> Description of the task: Copy out each line of the data that includes the string "instance".

> Data for the task:
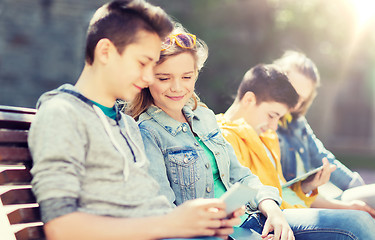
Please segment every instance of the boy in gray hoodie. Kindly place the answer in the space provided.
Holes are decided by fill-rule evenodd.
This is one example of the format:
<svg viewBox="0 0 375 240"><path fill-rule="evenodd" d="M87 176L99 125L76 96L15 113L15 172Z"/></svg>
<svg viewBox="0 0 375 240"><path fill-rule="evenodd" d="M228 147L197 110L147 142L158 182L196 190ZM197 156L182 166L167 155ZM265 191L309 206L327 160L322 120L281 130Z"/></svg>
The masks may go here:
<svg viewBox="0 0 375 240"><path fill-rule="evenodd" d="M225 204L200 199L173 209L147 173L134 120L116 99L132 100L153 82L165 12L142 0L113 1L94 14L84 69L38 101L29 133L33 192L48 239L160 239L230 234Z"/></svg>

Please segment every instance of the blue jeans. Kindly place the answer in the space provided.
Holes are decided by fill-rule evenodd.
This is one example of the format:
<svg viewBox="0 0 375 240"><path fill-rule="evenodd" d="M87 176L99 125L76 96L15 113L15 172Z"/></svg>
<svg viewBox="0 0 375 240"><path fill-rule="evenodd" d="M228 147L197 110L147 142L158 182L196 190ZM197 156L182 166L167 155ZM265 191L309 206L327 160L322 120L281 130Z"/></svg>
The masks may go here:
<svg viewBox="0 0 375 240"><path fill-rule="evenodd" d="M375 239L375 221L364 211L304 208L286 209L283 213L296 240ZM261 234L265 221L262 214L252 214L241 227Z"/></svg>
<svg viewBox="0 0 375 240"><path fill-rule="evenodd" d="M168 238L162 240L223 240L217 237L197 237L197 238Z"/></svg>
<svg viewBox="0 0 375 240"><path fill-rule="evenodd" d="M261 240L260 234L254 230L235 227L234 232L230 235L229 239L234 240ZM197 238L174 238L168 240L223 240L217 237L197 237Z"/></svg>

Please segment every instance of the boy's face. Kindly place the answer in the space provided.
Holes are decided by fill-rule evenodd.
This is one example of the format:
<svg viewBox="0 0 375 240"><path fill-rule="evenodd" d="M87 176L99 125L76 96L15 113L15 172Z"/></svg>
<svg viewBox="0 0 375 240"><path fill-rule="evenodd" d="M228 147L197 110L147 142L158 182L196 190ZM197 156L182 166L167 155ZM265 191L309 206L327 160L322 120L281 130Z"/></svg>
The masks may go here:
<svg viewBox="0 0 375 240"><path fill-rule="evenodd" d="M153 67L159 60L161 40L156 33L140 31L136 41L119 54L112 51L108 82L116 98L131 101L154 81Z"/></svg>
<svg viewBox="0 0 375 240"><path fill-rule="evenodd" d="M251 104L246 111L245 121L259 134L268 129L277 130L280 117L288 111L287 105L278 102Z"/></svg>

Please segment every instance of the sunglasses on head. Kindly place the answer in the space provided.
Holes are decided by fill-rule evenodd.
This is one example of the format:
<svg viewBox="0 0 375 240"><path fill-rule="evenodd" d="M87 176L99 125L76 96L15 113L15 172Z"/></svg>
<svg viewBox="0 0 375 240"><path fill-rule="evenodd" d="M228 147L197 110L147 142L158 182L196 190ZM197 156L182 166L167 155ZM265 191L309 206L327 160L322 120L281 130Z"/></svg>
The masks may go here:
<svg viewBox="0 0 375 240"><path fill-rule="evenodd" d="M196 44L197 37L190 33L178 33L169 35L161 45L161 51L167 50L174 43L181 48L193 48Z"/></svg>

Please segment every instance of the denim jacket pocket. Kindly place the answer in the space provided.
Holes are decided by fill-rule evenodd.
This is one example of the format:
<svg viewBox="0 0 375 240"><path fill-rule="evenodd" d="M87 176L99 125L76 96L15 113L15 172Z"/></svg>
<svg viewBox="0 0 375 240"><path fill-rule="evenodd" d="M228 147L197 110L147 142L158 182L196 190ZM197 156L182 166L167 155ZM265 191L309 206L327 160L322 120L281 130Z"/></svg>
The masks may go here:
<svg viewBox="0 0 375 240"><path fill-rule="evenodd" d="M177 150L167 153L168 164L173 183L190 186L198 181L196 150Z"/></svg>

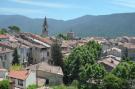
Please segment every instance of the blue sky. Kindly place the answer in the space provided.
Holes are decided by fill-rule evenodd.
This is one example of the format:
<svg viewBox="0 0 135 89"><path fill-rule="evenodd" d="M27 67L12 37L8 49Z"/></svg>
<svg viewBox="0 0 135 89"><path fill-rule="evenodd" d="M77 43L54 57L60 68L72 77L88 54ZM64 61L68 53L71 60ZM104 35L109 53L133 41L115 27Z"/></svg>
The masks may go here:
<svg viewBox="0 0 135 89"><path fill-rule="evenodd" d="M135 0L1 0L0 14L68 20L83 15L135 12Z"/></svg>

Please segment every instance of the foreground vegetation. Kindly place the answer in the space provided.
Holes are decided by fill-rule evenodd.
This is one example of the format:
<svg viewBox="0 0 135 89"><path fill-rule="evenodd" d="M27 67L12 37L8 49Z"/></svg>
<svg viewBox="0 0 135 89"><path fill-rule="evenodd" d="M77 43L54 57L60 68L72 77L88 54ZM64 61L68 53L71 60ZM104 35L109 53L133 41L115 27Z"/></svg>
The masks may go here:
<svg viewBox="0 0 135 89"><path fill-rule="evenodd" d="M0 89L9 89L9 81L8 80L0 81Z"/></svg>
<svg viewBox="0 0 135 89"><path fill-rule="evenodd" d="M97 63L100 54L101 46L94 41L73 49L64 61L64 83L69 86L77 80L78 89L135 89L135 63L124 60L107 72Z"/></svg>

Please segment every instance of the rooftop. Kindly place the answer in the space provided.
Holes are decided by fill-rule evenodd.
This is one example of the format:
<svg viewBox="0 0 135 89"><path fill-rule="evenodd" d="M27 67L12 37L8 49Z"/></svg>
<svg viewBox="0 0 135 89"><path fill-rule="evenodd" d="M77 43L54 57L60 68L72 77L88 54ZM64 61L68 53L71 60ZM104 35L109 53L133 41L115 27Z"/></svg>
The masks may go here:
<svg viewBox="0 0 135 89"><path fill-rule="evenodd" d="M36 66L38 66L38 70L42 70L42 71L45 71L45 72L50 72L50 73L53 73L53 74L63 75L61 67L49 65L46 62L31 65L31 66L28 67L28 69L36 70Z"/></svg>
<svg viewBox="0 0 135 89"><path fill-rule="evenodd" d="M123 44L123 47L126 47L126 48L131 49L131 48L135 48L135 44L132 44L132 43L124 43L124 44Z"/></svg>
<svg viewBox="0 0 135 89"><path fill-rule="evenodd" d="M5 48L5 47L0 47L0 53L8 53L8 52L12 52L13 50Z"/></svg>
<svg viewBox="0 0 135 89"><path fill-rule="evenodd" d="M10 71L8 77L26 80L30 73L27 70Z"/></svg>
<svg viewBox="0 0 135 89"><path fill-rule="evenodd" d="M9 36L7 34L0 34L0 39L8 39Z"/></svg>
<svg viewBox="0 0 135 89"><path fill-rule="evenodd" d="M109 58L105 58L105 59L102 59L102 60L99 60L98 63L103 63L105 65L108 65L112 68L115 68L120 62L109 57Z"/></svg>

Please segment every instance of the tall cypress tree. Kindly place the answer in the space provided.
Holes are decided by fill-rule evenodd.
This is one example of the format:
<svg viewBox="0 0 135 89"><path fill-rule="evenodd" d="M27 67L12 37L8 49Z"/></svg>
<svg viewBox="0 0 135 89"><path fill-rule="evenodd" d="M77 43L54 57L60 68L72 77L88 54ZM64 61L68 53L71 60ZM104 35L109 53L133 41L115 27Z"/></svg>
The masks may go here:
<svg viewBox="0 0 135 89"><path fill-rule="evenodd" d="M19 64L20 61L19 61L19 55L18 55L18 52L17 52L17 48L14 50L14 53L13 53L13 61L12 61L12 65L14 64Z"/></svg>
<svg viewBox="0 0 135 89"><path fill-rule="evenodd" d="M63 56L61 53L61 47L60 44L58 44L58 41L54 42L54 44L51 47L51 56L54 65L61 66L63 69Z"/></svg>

---

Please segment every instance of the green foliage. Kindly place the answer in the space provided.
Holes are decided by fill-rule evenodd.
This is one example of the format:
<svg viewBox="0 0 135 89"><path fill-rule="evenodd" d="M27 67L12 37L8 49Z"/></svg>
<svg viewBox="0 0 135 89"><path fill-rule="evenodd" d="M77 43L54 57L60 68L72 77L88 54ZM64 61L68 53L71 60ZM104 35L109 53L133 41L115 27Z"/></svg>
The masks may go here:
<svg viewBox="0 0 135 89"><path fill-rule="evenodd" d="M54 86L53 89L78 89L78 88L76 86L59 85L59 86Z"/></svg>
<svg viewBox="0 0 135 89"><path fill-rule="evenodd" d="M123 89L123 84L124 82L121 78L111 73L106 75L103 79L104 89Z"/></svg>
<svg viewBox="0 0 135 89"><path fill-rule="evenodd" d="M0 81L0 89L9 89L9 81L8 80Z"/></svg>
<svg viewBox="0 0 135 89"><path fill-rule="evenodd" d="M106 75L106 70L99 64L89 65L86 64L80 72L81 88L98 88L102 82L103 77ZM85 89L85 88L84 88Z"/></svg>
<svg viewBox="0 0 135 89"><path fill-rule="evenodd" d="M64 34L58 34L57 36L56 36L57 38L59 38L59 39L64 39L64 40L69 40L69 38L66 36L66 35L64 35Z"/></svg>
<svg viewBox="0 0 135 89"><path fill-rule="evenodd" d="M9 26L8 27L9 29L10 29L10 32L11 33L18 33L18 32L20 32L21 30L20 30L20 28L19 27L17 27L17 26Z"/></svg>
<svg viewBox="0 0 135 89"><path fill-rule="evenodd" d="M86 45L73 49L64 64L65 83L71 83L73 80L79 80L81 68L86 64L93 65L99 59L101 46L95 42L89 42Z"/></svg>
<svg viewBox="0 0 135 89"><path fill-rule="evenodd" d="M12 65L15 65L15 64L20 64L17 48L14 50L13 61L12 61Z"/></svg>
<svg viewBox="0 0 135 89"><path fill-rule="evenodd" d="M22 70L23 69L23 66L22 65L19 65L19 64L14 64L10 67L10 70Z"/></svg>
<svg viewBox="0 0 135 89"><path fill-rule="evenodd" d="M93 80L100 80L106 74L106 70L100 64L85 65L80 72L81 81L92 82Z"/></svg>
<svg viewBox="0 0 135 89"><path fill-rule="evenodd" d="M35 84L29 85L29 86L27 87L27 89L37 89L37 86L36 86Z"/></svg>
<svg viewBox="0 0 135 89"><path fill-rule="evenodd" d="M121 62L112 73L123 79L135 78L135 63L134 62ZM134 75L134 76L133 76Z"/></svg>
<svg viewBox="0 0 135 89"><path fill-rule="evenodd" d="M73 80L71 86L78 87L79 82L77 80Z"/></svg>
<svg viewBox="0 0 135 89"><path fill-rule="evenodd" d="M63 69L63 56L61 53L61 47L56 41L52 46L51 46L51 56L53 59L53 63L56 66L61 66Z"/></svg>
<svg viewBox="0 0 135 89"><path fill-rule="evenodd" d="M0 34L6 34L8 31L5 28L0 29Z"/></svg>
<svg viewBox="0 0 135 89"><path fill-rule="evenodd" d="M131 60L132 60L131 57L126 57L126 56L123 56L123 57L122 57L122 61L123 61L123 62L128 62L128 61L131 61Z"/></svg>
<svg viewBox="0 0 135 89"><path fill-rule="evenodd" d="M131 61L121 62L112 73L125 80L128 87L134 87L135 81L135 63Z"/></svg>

> Answer to the exercise:
Please segment every instance of the boy in gray hoodie. Kindly place the answer in the space provided.
Please segment every instance of the blue jeans. Kindly place the answer in the space provided.
Please segment every instance of the boy's face. Kindly place the answer in the space provided.
Please segment every instance of the sunglasses on head. Kindly place the answer in the space provided.
Please segment every instance of the denim jacket pocket. Kindly place the answer in the space provided.
Please segment every instance of the blue sky. Kindly place the answer in the space provided.
Please segment every instance of the foreground vegetation. Kindly place the answer in the space provided.
Please segment every instance of the rooftop. Kindly place the answer in the space provided.
Please segment every instance of the tall cypress tree. Kindly place the answer in the space provided.
Please segment every instance of the green foliage. Kindly place the answer in the space provided.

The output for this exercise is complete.